- SOURCE MATERIAL:
* * * * * * * * *
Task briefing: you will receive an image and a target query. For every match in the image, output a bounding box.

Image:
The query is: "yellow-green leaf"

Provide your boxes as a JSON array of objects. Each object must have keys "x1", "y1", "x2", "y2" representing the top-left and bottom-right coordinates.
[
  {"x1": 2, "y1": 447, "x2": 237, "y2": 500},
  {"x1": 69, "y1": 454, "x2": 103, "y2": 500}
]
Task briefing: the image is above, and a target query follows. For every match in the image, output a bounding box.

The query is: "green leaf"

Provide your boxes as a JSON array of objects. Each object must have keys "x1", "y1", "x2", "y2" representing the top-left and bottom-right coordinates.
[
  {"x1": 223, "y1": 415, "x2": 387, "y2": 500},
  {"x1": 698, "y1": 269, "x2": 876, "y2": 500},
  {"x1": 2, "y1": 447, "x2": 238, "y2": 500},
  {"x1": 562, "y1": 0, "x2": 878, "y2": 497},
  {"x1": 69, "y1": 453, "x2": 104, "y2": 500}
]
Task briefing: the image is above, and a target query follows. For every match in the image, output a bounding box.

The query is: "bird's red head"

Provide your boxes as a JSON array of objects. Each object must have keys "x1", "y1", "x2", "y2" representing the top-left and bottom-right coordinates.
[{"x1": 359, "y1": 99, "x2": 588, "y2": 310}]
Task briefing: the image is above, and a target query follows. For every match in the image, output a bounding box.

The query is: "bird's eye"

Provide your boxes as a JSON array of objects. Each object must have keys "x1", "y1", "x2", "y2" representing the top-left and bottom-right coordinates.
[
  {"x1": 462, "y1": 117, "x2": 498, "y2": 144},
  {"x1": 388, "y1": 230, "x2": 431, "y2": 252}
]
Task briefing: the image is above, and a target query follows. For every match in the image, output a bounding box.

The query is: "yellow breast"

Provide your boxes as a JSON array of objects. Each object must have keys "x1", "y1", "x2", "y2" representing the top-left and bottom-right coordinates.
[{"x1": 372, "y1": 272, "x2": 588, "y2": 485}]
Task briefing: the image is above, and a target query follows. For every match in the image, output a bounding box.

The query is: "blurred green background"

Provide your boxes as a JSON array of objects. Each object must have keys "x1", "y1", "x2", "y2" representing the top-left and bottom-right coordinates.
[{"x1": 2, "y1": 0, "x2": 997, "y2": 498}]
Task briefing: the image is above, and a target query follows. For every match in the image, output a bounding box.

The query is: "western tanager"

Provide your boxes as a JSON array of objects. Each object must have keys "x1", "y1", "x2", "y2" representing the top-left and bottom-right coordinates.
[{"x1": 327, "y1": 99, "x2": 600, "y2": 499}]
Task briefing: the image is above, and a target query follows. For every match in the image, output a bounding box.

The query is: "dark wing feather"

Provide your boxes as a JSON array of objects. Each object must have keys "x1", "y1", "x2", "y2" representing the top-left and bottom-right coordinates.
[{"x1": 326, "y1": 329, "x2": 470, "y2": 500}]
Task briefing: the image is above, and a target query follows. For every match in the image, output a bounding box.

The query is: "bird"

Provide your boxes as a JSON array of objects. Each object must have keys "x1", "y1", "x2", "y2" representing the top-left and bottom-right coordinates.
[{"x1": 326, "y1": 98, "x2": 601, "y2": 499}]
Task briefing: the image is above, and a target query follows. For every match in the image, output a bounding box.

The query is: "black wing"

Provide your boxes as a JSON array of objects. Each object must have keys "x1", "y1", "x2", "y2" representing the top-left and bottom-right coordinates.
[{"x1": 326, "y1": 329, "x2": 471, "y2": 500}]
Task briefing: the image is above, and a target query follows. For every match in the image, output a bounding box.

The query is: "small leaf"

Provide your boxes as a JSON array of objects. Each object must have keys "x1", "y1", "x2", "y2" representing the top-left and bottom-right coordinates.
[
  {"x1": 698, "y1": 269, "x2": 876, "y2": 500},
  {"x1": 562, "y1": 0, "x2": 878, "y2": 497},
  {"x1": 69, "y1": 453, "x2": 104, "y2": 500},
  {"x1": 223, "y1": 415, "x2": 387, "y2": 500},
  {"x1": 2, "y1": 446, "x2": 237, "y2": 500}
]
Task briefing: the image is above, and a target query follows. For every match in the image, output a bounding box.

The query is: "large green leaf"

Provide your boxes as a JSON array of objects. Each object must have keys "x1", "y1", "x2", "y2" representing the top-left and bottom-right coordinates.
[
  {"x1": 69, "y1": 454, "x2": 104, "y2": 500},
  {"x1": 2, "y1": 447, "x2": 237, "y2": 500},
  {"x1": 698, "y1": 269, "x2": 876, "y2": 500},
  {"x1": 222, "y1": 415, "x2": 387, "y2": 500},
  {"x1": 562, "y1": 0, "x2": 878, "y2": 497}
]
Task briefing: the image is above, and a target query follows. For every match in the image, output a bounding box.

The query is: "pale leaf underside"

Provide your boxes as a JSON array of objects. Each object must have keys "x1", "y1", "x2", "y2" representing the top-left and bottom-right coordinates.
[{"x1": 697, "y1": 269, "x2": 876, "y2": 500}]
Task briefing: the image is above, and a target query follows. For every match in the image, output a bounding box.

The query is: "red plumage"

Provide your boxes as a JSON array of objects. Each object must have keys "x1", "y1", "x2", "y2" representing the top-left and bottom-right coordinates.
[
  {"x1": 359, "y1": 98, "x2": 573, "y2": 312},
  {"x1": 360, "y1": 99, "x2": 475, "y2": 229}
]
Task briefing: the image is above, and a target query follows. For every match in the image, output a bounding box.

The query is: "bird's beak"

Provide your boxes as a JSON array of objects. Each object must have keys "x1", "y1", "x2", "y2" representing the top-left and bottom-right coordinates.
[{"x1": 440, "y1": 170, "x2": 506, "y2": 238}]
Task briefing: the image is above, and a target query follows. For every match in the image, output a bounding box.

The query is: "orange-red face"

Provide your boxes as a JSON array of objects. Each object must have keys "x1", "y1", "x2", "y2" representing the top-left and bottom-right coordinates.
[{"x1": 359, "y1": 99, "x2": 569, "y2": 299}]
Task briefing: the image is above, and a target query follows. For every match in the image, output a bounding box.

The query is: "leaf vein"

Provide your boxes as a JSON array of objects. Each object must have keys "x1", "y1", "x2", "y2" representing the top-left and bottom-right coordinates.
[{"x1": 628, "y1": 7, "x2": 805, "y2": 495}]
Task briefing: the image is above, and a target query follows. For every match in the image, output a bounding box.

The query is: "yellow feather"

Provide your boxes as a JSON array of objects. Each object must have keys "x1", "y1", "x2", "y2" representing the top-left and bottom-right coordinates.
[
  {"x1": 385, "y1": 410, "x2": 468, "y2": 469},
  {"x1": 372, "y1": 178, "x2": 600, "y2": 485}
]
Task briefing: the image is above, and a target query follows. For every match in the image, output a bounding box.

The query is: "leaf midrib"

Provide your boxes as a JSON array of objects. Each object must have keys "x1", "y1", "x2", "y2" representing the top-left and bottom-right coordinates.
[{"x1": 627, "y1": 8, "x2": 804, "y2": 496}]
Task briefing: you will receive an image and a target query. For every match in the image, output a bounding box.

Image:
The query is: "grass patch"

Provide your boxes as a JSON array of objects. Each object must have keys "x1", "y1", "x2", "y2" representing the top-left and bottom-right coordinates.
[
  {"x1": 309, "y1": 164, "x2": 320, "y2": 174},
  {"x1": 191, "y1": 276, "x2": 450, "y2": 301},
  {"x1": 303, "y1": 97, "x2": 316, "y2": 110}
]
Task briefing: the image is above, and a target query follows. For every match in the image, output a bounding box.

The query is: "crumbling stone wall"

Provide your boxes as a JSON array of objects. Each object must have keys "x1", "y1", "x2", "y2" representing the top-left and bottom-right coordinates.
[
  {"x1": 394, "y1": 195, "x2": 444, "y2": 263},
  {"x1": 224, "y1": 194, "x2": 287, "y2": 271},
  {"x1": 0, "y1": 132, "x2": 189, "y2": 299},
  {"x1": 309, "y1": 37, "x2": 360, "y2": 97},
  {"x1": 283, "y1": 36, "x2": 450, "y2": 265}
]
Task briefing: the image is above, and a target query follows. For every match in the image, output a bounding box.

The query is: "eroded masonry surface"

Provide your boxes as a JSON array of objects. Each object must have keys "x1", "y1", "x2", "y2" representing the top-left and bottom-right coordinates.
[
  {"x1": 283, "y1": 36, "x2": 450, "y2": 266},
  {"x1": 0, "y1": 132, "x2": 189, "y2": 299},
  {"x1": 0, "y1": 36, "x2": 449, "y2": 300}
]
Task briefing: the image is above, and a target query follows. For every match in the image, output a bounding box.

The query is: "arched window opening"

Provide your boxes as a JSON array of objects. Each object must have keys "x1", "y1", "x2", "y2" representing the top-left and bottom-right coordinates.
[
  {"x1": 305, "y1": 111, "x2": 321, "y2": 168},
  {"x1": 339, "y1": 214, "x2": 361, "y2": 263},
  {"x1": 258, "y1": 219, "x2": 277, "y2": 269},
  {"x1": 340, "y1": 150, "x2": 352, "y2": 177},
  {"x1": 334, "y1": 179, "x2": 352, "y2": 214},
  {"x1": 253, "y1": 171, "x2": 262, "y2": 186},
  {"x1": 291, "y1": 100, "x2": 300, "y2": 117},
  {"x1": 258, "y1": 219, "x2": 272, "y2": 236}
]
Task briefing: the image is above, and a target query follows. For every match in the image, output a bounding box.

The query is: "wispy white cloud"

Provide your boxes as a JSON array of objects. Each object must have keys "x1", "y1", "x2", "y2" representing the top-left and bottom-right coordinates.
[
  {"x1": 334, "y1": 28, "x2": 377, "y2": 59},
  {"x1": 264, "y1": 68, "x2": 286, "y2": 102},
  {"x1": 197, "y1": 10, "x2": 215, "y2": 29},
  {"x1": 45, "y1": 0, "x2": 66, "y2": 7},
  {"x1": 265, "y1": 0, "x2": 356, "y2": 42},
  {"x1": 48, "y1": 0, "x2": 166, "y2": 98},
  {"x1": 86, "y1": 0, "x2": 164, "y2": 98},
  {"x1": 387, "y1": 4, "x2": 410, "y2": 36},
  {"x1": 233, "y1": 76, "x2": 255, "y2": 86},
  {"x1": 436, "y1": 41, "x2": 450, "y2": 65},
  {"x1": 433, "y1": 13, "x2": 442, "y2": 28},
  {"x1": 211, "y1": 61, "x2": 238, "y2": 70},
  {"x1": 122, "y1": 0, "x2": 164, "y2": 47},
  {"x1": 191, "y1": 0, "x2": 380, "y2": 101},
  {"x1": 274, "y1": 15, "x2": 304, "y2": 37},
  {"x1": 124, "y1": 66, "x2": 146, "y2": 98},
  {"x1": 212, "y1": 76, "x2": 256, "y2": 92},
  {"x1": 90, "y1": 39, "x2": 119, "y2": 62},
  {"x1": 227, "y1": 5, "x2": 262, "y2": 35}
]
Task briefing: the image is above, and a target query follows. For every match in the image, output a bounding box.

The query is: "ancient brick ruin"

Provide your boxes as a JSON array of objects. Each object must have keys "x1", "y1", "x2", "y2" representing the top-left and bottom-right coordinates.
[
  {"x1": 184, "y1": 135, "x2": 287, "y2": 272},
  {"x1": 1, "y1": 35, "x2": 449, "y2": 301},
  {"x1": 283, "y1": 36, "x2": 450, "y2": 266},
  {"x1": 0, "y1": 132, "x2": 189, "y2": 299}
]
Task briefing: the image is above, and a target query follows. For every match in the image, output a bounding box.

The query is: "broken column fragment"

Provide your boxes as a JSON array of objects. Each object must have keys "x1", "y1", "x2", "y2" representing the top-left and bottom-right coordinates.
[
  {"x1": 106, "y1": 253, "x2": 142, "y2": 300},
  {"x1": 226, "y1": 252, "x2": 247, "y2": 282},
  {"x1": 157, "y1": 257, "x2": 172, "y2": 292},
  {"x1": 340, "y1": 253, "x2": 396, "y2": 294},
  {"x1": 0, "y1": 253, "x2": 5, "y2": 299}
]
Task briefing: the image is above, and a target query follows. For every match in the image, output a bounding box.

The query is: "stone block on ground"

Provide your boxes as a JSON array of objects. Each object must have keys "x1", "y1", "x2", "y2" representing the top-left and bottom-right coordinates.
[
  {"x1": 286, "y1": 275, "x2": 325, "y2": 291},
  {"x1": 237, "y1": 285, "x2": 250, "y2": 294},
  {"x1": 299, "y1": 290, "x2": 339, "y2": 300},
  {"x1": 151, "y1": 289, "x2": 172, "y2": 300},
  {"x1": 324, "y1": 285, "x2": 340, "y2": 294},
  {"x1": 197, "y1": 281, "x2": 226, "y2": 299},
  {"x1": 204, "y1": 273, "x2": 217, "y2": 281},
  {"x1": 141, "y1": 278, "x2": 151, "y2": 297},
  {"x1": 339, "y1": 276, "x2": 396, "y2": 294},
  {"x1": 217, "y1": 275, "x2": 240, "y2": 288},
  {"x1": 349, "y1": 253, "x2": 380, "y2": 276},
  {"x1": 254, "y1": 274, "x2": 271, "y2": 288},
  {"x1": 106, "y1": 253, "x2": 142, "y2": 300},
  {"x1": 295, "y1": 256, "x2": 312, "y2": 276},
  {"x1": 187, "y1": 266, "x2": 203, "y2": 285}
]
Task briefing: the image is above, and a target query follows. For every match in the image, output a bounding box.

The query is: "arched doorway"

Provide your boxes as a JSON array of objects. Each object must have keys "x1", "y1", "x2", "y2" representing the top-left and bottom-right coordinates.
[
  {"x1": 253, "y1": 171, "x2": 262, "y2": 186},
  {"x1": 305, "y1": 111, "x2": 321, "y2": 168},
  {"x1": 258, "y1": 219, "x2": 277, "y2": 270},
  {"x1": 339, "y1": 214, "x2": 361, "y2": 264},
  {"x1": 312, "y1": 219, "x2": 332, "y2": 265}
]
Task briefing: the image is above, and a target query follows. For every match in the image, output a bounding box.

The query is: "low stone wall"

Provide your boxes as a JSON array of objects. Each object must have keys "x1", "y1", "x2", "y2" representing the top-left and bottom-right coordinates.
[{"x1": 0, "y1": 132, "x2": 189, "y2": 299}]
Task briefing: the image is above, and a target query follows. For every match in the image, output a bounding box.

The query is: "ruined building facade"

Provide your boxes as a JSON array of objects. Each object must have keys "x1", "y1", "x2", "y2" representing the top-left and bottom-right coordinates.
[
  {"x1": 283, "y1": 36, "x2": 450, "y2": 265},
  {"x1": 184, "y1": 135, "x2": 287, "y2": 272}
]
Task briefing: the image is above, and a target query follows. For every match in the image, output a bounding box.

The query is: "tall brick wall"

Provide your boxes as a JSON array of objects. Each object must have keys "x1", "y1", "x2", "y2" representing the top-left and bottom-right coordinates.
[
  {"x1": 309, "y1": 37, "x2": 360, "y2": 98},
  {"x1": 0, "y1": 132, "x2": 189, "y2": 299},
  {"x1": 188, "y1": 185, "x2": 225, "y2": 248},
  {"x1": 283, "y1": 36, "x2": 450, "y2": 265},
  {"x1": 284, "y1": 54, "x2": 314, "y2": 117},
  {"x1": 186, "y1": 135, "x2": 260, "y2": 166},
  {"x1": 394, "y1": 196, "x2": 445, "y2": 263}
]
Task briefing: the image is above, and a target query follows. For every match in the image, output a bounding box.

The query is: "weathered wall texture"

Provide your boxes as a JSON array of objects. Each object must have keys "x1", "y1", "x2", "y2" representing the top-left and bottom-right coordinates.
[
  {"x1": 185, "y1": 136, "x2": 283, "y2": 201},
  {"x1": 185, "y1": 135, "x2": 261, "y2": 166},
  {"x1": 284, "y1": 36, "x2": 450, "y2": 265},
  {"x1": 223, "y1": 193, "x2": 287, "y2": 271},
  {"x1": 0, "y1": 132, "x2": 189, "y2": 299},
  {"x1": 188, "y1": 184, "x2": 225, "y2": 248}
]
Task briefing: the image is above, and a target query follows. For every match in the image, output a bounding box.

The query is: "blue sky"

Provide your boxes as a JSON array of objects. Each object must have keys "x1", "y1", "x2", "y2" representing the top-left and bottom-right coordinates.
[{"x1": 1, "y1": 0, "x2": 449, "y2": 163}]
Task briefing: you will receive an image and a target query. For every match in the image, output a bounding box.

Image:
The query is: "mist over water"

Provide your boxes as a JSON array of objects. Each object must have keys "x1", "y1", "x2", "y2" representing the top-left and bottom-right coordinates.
* * * * * * * * *
- ACTIVITY: Reproduce each line of the records in which the word "feather" appears.

- TASK ANSWER:
The query is: "dark wing feather"
The query is: "yellow feather"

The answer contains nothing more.